* Start Text section *

Under the terms of our partnership agreement, the doctrine of corporate opportunity, or any analogous doctrine, does not apply to our general partner or any of its affiliates, including its executive officers, directors and owners. Any such person or entity that becomes aware of a potential transaction, agreement, arrangement or other matter that may be an opportunity

 

33



Table of Contents

 

for us will not have any duty to communicate or offer such opportunity to us. Any such person or entity will not be liable to us or to any limited partner for breach of any fiduciary or other duty by reason of the fact that such person or entity pursues or acquires such opportunity for itself, directs such opportunity to another person or entity or does not communicate such opportunity or information to us. This may create actual and potential conflicts of interest between us and affiliates of our general partner and result in less than favorable treatment of us and our unitholders.

 

Affiliates of our general partner, including Lonestar, JP Development and ArcLight, may compete with us, and neither our general partner nor its affiliates have any obligation to present business opportunities to us.

 

Neither our partnership agreement nor any other agreement will prohibit affiliates of our general partner, including Lonestar, JP Development and ArcLight, from owning assets or engaging in businesses that compete directly or indirectly with us. For example, ArcLight Fund V is the majority owner of the general partner of another publicly traded master limited partnership in the midstream segment of the energy industry, which may compete with us in the future. In addition, Lonestar, JP Development, ArcLight and other affiliates of our general partner may acquire, construct or dispose of midstream assets in the future without any obligation to offer us the opportunity to purchase any of those assets, subject to the right of first offer that JP Development and ArcLight Fund V, have granted us. As a result, competition from affiliates of our general partner, including Lonestar, JP Development LP and ArcLight, could materially adversely impact our results of operations and distributable cash flow.

 

Our partnership agreement requires that we distribute all of our available cash, which could limit our ability to grow and make acquisitions.

 

Our partnership agreement requires that we distribute all of our available cash to our unitholders. As a result, we expect to rely primarily upon external financing sources, including commercial bank borrowings and the issuance of debt and equity securities, to fund our acquisitions and expansion capital expenditures. Therefore, to the extent we are unable to finance our growth externally, our cash distribution policy will significantly impair our ability to grow. In addition, because we will distribute all of our available cash, our growth may not be as fast as that of businesses that reinvest their available cash to expand ongoing operations. To the extent we issue additional units in connection with any acquisitions or expansion capital expenditures, the payment of distributions on those additional units may increase the risk that we will be unable to maintain or increase our per unit distribution level. There are no limitations in our partnership agreement or our revolving credit facility on our ability to issue additional units, including units ranking senior to the common units as to distribution or liquidation, and our unitholders will have no preemptive or other rights (solely as a result of their status as unitholders) to purchase any such additional units. The incurrence of additional commercial borrowings or other debt to finance our growth strategy would result in increased interest expense, which, in turn, may reduce the amount of distributable cash flow available to our unitholders.

* End Text section *
* Start Exercise input *

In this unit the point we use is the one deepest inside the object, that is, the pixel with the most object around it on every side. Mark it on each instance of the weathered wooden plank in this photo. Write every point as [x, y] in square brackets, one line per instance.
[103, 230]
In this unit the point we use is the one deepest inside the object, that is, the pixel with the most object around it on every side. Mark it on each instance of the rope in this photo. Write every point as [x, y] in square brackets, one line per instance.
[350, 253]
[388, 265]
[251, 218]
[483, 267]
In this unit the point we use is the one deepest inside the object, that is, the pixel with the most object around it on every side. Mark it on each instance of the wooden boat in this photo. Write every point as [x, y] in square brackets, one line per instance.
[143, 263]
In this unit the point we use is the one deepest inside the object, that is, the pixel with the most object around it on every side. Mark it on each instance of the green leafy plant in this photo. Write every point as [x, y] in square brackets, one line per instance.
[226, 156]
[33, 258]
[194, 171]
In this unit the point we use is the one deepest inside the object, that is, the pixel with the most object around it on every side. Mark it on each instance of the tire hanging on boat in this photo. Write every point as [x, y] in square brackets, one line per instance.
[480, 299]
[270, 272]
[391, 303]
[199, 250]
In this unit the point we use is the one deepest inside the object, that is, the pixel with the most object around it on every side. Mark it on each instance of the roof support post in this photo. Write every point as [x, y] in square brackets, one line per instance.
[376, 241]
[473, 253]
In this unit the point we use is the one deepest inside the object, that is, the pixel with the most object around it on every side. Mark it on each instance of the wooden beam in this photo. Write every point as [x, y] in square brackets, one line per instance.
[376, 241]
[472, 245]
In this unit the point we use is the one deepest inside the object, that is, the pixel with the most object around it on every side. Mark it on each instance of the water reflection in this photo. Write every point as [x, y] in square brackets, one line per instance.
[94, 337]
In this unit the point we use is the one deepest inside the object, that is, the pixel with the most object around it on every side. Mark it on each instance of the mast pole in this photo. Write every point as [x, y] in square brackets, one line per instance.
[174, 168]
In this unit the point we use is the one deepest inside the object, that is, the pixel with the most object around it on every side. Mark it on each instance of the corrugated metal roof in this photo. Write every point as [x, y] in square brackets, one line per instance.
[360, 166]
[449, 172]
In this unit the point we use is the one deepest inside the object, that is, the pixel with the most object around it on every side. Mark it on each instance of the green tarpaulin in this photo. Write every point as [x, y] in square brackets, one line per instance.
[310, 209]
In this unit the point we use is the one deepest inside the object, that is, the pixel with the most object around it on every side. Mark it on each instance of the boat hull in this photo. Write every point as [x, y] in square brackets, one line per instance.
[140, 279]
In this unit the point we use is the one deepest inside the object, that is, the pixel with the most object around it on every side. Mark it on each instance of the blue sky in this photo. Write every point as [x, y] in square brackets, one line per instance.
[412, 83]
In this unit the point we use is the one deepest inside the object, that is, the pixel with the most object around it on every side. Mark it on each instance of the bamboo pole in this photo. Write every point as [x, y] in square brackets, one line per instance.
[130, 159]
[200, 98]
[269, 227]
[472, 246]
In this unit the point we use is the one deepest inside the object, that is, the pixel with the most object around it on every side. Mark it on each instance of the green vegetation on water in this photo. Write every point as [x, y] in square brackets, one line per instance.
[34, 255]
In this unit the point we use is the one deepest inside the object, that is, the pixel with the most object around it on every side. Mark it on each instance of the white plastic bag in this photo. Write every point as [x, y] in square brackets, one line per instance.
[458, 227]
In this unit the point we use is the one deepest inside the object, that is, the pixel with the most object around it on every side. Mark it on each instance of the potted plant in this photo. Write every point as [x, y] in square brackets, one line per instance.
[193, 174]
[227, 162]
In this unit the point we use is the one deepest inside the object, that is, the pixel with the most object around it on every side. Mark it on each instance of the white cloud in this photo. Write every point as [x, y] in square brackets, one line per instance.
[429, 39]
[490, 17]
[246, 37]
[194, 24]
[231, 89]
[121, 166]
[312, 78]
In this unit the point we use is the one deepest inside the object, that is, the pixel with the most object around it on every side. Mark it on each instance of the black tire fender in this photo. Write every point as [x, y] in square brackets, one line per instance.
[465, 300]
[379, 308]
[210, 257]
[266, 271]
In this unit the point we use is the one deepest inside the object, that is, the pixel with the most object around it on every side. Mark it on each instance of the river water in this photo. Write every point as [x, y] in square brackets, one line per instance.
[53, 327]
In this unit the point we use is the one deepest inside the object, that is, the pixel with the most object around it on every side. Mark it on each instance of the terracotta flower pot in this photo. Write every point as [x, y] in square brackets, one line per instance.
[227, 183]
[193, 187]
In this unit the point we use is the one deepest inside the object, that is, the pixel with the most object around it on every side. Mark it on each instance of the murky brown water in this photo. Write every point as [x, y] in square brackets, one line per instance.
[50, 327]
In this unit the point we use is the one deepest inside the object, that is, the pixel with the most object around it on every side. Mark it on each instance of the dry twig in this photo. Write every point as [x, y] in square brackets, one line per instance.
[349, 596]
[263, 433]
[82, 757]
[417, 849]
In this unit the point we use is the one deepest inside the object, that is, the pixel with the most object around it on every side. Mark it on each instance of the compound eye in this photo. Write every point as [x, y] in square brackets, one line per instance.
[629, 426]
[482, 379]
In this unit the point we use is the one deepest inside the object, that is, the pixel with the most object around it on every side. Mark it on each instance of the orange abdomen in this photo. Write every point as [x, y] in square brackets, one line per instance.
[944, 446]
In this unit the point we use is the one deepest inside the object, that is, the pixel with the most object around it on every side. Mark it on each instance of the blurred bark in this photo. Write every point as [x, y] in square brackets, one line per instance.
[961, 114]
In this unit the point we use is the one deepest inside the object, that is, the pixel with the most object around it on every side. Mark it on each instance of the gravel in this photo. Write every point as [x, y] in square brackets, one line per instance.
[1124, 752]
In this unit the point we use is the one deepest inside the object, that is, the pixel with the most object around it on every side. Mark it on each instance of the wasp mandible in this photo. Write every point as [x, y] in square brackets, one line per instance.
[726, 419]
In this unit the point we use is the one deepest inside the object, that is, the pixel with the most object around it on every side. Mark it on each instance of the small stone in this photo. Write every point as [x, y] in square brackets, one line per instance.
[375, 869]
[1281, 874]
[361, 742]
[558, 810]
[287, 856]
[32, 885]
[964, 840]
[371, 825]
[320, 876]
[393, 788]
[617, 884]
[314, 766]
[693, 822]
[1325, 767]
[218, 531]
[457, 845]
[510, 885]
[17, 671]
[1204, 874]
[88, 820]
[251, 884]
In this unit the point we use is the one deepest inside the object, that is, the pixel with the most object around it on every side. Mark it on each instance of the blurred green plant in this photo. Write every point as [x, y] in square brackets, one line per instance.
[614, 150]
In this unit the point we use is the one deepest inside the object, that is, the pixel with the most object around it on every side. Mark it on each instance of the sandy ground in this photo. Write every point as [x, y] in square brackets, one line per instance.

* End Exercise input *

* Problems to work on:
[1] According to the partnership risk text, which two parties have granted the partnership a right of first offer?
[2] Show each line of the records that contains the word "white".

* Responses per task:
[1] JP Development and ArcLight Fund V.

[2]
In this unit the point we use is the one deepest inside the object, that is, the pixel with the most object around it on every side. Mark it on each instance of the white plastic bag in this photo. Write every point as [x, y] in square brackets, one line per instance.
In this unit the point we use is the one deepest inside the object, that is, the pixel with the most object around it on every side. Mark it on each instance of the white cloud in this photo. Write every point as [x, y] in square brackets, one line per instance.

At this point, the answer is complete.